Source passage:
= = = =
Hacker News new | past | comments | ask | show | jobs | submit login
A Tiny Intro to Database Systems (dancrisan.com)
154 points by sandcrain on Apr 24, 2015 | hide | past | web | favorite | 13 comments

As a non-CS grad coming fresh to databases, I found both the entity-relationship, and the object-oriented models confusing. Then I read Date [1] and Codd's [2] books and papers on the relational model, the one from the 1970s that is basically set and type theory applied to data, and found that to be a lot clearer and a more powerful abstraction to deal with your data model.

For example, your Relational Model introduction has a discussion of various data types. But arguably, whether your integer is implemented as BIGINT or TINYINT is an implementation decision which should be separate from the model discussion (dixit Date). In other words, that attribute has a type of integer and how that integer is stored is a separate issue, and your RDBMS ought to abstract it away (as, I think, Postgres is pretty good with, and MySQL quite annoying). The beauty of the latest RDBMS developments, particularly in Postgres world, is that the implementation has gotten so good that you don't need to really worry about it like you used to just a decade ago, at least in 95% of use cases.

Again as a non-"full time developer" it amazes me the number of "experienced" developers who are not aware of the relational model and who do not know what a foreign key is or why referential integrity might be important.
= = = =
Dataset extract:
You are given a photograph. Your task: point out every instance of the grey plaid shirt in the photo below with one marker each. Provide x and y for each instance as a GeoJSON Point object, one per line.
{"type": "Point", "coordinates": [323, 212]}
= = = =
What you need to do:
1 - In the database thread, which database does the commenter describe as pretty good at abstracting away how an integer is stored?
2 - List every data model named in the database thread.
3 - Continue the database thread from its last sentence.
The data have no role here.

Responses per task:
1 - Postgres

2 - Entity-relationship model, object-oriented model, relational model

3 -
I think one can teach SQL (and the relational model) to a non-developer in about 2 hours, because it is so declarative and intuitive. One day I'll go write that tutorial, as many clients need it sorely...

[1] e.g. http://www.amazon.com/SQL-Relational-Theory-Write-Accurate/d...

[2] e.g. http://www.amazon.com/The-Relational-Model-Database-Manageme... or the original paper: http://www.seas.upenn.edu/~zives/03f/cis550/codd.pdf

edit to add: on the E/RM vs the RM: http://www.dbdebunk.com/2013/09/entity-relatonship-model-not...

To really teach the relational model would take quite some more time. I would discuss database normalization (3NF/4NF/BCNF), query optimization, indexes, foreign key constraints and bridge set-theory with the relational model. Optional parts would be triggers and other kind of constraints.

To understand the query planner is tantamount to making good schema's and requires insight in the underlying data-structures (B-tree) and join methods.

Then, for the student to get used to this way of thinking, I'd have them implement a simple project, e.g. a hotel-booking system.

This is highly confusing. For one, it's pretty out of date (tape as "tertiary storage"? 512 byte page size? the whole topic of concurrency control without one mention of MVCC?), but also, the actual explanation seems to mix up quite a few things.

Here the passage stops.